(Your instructions) Each entry should be given again exactly, with any image left out.

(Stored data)
------------------------------
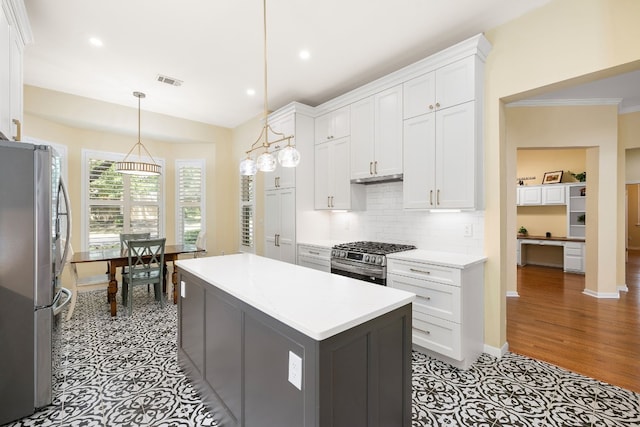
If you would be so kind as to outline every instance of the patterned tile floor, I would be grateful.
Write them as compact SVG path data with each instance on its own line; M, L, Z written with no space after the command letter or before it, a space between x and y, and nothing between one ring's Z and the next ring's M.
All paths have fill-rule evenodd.
M176 306L140 287L134 314L112 319L105 299L79 294L60 324L53 405L8 425L215 425L177 365ZM467 371L414 353L412 425L640 426L640 395L513 353Z

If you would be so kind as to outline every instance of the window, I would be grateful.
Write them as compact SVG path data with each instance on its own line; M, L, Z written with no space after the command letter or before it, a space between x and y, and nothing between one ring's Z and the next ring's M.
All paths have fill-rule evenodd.
M164 235L162 177L120 174L115 171L115 164L122 157L83 150L85 250L117 248L120 233Z
M205 231L205 161L176 160L176 240L195 244Z
M240 249L254 252L255 176L240 177Z

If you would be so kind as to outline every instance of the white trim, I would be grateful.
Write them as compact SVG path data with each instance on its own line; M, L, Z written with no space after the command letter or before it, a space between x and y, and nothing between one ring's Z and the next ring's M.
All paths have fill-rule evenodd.
M626 283L616 286L616 289L618 290L618 292L629 292L629 288L627 287Z
M575 105L620 105L622 98L584 99L523 99L505 104L506 107L556 107Z
M207 211L206 211L206 194L207 194L207 187L206 187L206 183L207 183L207 161L206 159L176 159L175 162L175 177L174 177L174 182L175 182L175 187L174 187L174 196L175 196L175 203L174 203L174 233L176 236L176 243L180 244L183 243L182 242L182 233L179 233L178 231L180 230L180 200L179 200L179 196L180 196L180 168L184 167L184 166L194 166L194 167L199 167L200 170L202 171L201 173L201 179L200 179L200 189L201 189L201 195L200 195L200 215L201 215L201 222L200 222L200 230L203 232L207 231Z
M582 291L582 293L594 298L602 298L602 299L619 299L620 298L620 293L617 291L616 292L596 292L596 291L592 291L591 289L585 289L584 291Z
M493 356L497 359L502 359L502 356L504 356L505 354L507 354L507 352L509 351L509 343L505 342L504 344L502 344L502 347L498 348L498 347L493 347L490 346L488 344L484 345L484 349L483 352L487 353L490 356Z
M81 190L80 190L80 197L81 197L81 202L80 202L80 246L82 251L88 251L88 246L87 243L89 241L89 224L87 221L87 212L88 212L88 195L87 195L87 190L88 190L88 186L87 186L87 175L89 173L89 171L87 170L88 167L88 160L89 158L98 158L98 159L104 159L104 160L112 160L112 161L120 161L124 158L125 153L115 153L112 151L100 151L100 150L91 150L88 148L83 148L80 158L82 159L82 166L81 166L81 173L82 173L82 177L81 177ZM147 162L153 162L155 160L156 163L158 163L161 167L161 170L166 171L165 168L165 161L163 158L148 158L148 157L138 157L137 155L131 154L129 156L129 158L133 161L136 160L142 160L142 161L147 161ZM158 222L158 234L160 236L166 236L166 231L165 231L165 222L166 222L166 197L165 197L165 193L166 193L166 185L165 185L165 175L164 174L160 174L160 201L158 202L158 206L160 208L159 211L159 216L160 216L160 221ZM76 215L77 218L77 215Z
M640 105L629 105L618 109L619 114L637 113L638 111L640 111Z
M24 138L22 138L22 141L36 145L52 146L62 158L62 179L64 180L65 184L69 183L69 150L67 149L66 145L58 144L57 142L46 141L44 139L33 138L31 136L25 136Z
M520 298L518 291L507 291L507 298Z

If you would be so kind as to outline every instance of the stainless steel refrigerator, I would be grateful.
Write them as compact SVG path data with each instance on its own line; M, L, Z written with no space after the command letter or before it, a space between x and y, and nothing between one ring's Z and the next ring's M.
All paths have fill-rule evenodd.
M0 424L51 404L70 221L55 150L0 141Z

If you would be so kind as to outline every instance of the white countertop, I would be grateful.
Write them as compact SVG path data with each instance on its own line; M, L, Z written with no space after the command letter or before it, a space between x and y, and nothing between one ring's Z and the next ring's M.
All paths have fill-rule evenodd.
M349 241L347 240L322 240L322 239L316 239L316 240L298 240L298 246L300 245L304 245L304 246L315 246L317 248L329 248L331 249L332 247L334 247L335 245L341 245L343 243L347 243Z
M485 262L486 256L457 254L453 252L425 251L414 249L410 251L396 252L387 255L387 259L398 259L405 261L428 262L430 264L444 267L467 268L473 264Z
M318 341L415 298L399 289L253 254L186 259L176 264Z

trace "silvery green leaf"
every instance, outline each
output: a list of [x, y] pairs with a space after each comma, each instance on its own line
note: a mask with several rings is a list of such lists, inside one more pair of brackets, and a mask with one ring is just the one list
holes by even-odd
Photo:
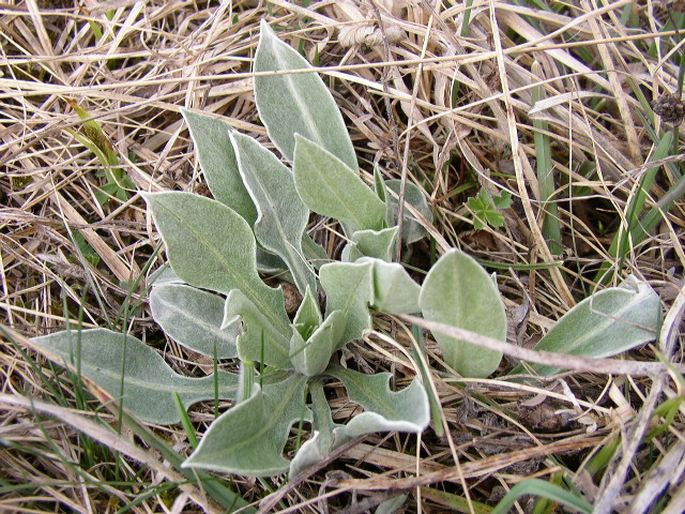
------------------------------
(Expected answer)
If you would be so kind as to outline every instance of the patterned tile floor, I would be grateful.
Write them as compact SVG path data with each instance on its own line; M, L, Z written with no space after the command letter or before it, a space between x and y, and nothing between one ring's Z and the next ring's M.
All paths have fill-rule evenodd.
M176 306L140 287L134 314L112 319L105 299L79 294L60 324L53 405L8 425L215 425L177 365ZM467 371L414 353L412 425L640 426L640 395L513 353Z

If you would be so kind as to outline every instance of the window, I would be grateful.
Write them as compact SVG path data with each instance on its own line; M, L, Z written with no space after the command letter or before it, a space between x and y, and nothing between one ring's Z and the next ring's M.
All paths have fill-rule evenodd.
M164 235L162 177L120 174L115 171L115 164L122 157L83 150L85 250L117 248L120 233Z
M205 231L205 161L176 160L176 240L195 244Z
M240 249L254 252L255 176L240 177Z

If you would be so kind as to outline every instance of the white trim, I would be grateful.
Write them as compact SVG path data with each instance on its own line; M, L, Z written with no space after the command letter or before it, a space between x and y, and nothing between one ring's Z and the next ring's M.
All paths have fill-rule evenodd.
M626 283L616 286L616 289L618 290L618 292L629 292L629 288L627 287Z
M575 105L620 105L622 98L584 99L523 99L505 104L506 107L556 107Z
M207 211L206 211L206 194L207 194L207 187L206 187L206 183L207 183L207 161L206 159L176 159L175 162L175 177L174 177L174 182L175 182L175 187L174 187L174 196L175 196L175 203L174 203L174 233L176 236L176 243L180 244L183 243L182 242L182 233L179 233L178 231L180 230L180 200L179 200L179 196L180 196L180 168L184 167L184 166L194 166L194 167L199 167L200 170L202 171L201 173L201 179L200 179L200 189L201 189L201 195L200 195L200 215L201 215L201 222L200 222L200 230L203 232L207 231Z
M582 291L582 293L594 298L602 298L602 299L619 299L620 298L620 293L617 291L616 292L596 292L596 291L592 291L591 289L585 289L584 291Z
M493 356L497 359L502 359L502 356L504 356L505 354L507 354L507 352L509 351L509 343L505 342L504 344L502 344L502 347L498 348L498 347L493 347L490 346L488 344L484 345L484 349L483 352L487 353L490 356Z
M81 190L80 190L80 197L81 197L81 202L80 202L80 246L82 251L88 251L88 246L87 243L89 241L89 224L87 221L87 212L88 212L88 195L87 195L87 190L88 190L88 186L87 186L87 175L89 173L89 171L87 170L88 167L88 160L89 158L98 158L98 159L104 159L104 160L112 160L112 161L120 161L124 158L125 153L115 153L112 151L100 151L100 150L91 150L88 148L83 148L80 158L82 159L82 166L81 166L81 173L82 173L82 177L81 177ZM147 162L153 162L155 160L156 163L158 163L161 167L161 170L166 171L165 168L165 161L163 158L148 158L148 157L138 157L137 155L131 154L129 156L129 158L133 161L136 160L142 160L142 161L147 161ZM158 222L158 234L160 236L166 236L166 231L165 231L165 222L166 222L166 197L165 197L165 193L166 193L166 185L165 185L165 175L164 174L160 174L160 201L158 202L158 206L160 208L159 211L159 216L160 216L160 221ZM76 215L77 218L77 215Z
M640 105L629 105L618 109L619 114L637 113L638 111L640 111Z
M24 138L22 138L22 141L36 145L52 146L62 158L62 179L64 180L65 184L69 183L69 150L67 149L66 145L58 144L57 142L46 141L44 139L33 138L31 136L25 136Z
M520 298L518 291L507 291L507 298Z

If you would be so kind as to outline every instance of the stainless steel refrigerator, I would be grateful.
Write them as compact SVG path data with each instance on its own line; M, L, Z written with no space after the command letter or before it, a space between x and y, and nothing between one ring's Z and the next ring's M.
All paths have fill-rule evenodd.
M0 424L51 404L70 221L55 150L0 141Z

If you would be so kind as to outline every instance of the white countertop, I would be grateful.
Write them as compact SVG path data with each instance on its own line; M, L, Z written with no space after the command letter or before it, a space between x and y, and nothing between one ring's Z and the next ring's M.
All paths have fill-rule evenodd.
M349 241L347 240L322 240L322 239L316 239L316 240L298 240L298 246L300 245L304 245L304 246L315 246L317 248L329 248L331 249L332 247L334 247L335 245L341 245L343 243L347 243Z
M485 262L486 256L457 254L453 252L425 251L414 249L410 251L396 252L387 255L387 259L398 259L405 261L428 262L430 264L444 267L467 268L473 264Z
M318 341L415 298L399 289L253 254L186 259L176 264Z

trace "silvery green leaf"
every instance, outline each
output: a list of [x, y] pairs with a space after each comma, each instance on its own line
note: a mask with several rings is a list of such lists, inside one more pair of brackets, and a mask with one ring is just the one list
holes by even-odd
Photo:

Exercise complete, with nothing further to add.